◆ TASK DATA
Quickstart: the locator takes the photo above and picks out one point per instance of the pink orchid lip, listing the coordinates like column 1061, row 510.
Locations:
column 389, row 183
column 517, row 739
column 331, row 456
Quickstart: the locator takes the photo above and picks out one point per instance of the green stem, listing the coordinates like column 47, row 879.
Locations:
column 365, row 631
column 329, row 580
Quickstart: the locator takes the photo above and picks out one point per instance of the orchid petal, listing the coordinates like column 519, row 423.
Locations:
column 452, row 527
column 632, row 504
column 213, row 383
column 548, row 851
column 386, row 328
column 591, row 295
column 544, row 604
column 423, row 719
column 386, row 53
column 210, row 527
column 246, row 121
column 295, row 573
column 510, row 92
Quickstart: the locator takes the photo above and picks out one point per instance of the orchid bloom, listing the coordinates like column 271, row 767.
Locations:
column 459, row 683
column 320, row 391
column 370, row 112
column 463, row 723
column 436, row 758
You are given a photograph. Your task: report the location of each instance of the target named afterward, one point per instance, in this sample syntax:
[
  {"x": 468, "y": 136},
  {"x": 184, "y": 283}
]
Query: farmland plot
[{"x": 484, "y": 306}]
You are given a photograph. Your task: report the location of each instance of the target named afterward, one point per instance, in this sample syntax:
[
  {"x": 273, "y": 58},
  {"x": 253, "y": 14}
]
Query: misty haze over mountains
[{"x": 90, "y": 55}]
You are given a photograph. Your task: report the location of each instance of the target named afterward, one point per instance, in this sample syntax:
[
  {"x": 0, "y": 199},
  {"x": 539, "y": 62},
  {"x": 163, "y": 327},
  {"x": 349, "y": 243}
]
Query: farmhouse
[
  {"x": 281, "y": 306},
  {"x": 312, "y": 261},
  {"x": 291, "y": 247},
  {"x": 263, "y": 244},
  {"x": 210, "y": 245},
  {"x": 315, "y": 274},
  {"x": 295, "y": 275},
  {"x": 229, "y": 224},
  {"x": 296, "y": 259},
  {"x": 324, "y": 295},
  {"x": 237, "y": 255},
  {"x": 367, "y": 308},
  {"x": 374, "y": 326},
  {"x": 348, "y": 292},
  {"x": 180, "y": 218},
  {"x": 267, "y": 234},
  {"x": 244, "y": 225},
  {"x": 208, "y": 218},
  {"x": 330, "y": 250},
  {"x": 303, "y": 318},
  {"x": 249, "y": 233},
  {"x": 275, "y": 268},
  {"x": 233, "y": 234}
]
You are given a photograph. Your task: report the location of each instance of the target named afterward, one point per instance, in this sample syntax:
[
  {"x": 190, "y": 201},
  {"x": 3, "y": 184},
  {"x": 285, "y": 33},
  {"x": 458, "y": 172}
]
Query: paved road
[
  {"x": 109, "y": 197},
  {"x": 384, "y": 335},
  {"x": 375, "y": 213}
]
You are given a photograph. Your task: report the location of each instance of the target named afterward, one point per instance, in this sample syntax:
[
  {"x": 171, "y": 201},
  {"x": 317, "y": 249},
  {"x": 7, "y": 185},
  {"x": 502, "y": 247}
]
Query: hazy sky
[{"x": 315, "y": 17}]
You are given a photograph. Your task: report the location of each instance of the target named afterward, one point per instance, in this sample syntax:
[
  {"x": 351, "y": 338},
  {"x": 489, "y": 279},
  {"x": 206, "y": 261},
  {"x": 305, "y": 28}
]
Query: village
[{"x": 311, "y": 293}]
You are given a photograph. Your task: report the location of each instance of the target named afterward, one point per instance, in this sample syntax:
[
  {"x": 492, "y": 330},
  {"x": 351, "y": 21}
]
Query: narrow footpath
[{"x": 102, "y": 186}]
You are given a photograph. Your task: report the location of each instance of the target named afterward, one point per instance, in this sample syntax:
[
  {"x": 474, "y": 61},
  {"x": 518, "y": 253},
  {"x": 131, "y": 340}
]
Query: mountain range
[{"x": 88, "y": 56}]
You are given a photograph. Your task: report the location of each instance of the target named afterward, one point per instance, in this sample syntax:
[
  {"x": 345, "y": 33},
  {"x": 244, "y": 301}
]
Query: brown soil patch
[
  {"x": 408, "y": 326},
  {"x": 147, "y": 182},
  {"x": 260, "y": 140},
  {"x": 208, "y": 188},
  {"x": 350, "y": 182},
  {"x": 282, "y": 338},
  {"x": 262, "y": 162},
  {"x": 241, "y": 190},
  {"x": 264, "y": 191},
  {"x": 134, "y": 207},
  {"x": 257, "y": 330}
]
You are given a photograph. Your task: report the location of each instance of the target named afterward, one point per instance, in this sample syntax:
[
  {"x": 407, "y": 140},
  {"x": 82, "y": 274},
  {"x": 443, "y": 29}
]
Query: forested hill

◆ WHAT THIS TASK INVOLVES
Pull each line containing "locator" from the records.

◆ ANSWER SECTION
Quickstart: the locator takes the photo above and picks out one point per instance of the pink orchid lip, listing the coordinates like column 1061, row 510.
Quickstart: the locator takes the photo above and picks out one point per instance of the green stem, listing the coordinates like column 47, row 879.
Quickstart: the locator takes the photo above and picks out one point per instance of the orchid petal, listing the coordinates like column 519, row 423.
Quickstart: the locator takes the photo above and picks out one point per instance of the orchid bloom, listing the coordinates like column 271, row 767.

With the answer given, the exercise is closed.